Eyer Mauricio Mancia Arana, de San Pedro Sula, en Honduras, es un tipo que sabe resolver sus problemas. Tiene 35 años y desde hace poco menos de un año vive en Hillsborough, Carolina del Norte, junto a su hijo Ezequiel, de 6. Trabaja en remodelaciones de viviendas, a veces como DJ y, a falta de saber inglés, utiliza el traductor de Google para rellenar los papeles que le piden en su proceso de solicitud de asilo. “El juez le pide a uno que busque un abogado, pero no tengo”, dice desde Estados Unidos. 

La precariedad es tener que recurrir a Internet para completar unos documentos que pueden determinar tu vida para siempre.

Las cifras dicen que Eyer Mauricio tiene pocas probabilidades de ser aceptado en Estados Unidos. Según un informe de la universidad de Siracusa, con datos recabados durante el año fiscal 2018 en ese país, solo el 21.2% de las peticiones de refugio de hondureños son aceptadas. Es decir, que ocho de cada diez personas que piden protección son devueltas a su país.

### PROBLEMAS POR RESOLVER:
a) Según el texto, ¿qué porcentaje de las peticiones de refugio de hondureños se acepta en Estados Unidos?
b) Reproduzca el pasaje del texto que comienza en "Las cifras dicen" y termina en "devueltas a su país.", sustituyendo "pocas probabilidades" por "escasas probabilidades".

### EXTRACTO DE DATOS:
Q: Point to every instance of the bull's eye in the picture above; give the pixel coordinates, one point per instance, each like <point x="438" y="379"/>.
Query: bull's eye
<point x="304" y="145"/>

### RESPUESTAS POR TAREA:
a) Solo el 21.2%.

b)
Las cifras dicen que Eyer Mauricio tiene escasas probabilidades de ser aceptado en Estados Unidos. Según un informe de la universidad de Siracusa, con datos recabados durante el año fiscal 2018 en ese país, solo el 21.2% de las peticiones de refugio de hondureños son aceptadas. Es decir, que ocho de cada diez personas que piden protección son devueltas a su país.